** start of Selected extract **
Source: Teaching and Teacher Education, Volume 37 (January, 2014) p. 11-20
(Reviewed by the Portal Team)

This article examines the accounts of teacher educators on their experiences with a professional accreditation process through the multi-focal lens of professional responsibility, accountability, survival and coping strategies.

Method
The participants were four leading teacher educators in Ireland.
Data were collected through interviews and various documents, including policy papers, the actual accreditation reports on each of the four teacher educators' programmes, Teaching Council publications and content of the Pro Forma document that ITE providers are obliged to complete as a major part of the process of professional accreditation.

Conclusions

The findings reveal that teacher educators operate on the premise that they live out their professional responsibility in ways consistent with the complexity and ambiguity inherent in democratic, deliberative decision-making.

Accreditation processes are primarily driven by the logic of New Public Management (NPM).
There are many aspects of the current socio-economic and policy climate that are inhospitable to the creation of multiple performance scripts and attendant creative coping strategies that contribute to the cultivation of professional responsibility.

Multiple performance scripts are created between “responsibility and accountability”.
All educators both in schools and in higher education must cope with the claims of both responsibility and accountability.
Multiple performance scripts are necessary for professional responsibility.
The authors conclude that creative coping through the construction of multiple performance scripts are a vital element of promoting and sustaining professional responsibility among teacher educators.
They argue that teacher educators must be more articulate about the purposes a process of increased explicitness and the logic of accountability actually serve, and what the less tangible moral dimensions of responsibility contribute to the discourses of reform.
** end of Selected extract **
Request a: Repeat the listing word for word, beginning at the line that has "of the grass" and continuing through the last line of the listing.
The summary and the listing come from unrelated sources.
** start of Data in this exercise **
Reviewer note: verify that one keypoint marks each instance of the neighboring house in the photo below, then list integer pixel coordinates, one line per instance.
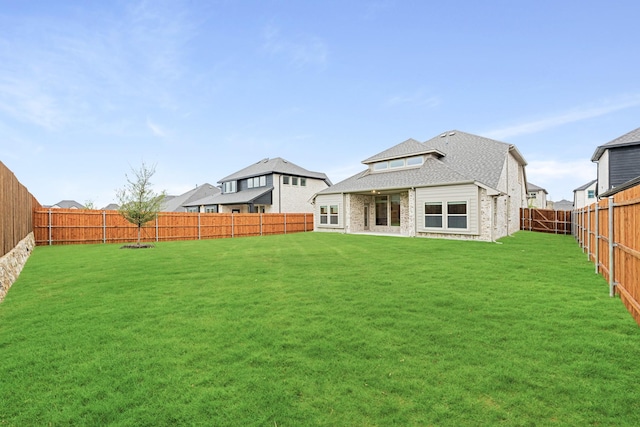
(185, 201)
(618, 161)
(563, 205)
(456, 185)
(270, 186)
(67, 204)
(585, 194)
(537, 196)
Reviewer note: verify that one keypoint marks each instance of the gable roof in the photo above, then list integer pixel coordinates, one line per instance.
(533, 187)
(68, 204)
(240, 197)
(176, 203)
(630, 138)
(463, 158)
(275, 165)
(585, 186)
(410, 147)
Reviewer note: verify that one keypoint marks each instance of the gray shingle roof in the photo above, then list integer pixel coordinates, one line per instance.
(533, 187)
(630, 138)
(241, 197)
(467, 158)
(177, 203)
(410, 147)
(276, 165)
(585, 186)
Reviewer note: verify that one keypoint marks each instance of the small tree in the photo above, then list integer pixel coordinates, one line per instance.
(139, 204)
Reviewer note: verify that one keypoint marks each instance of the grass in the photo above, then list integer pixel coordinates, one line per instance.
(317, 329)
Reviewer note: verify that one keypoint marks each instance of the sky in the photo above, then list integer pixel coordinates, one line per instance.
** end of Data in this exercise **
Request b: Reproduce the summary of the accreditation study word for word, starting at the words "The findings reveal" and stopping after "democratic, deliberative decision-making.".

Exercise solution a:
Reviewer note: verify that one keypoint marks each instance of the grass in the photo above, then list integer pixel coordinates, one line per instance.
(317, 329)
Reviewer note: verify that one keypoint marks each instance of the sky in the photo above, then list integer pixel coordinates, one line per instance.

Exercise solution b:
The findings reveal that teacher educators operate on the premise that they live out their professional responsibility in ways consistent with the complexity and ambiguity inherent in democratic, deliberative decision-making.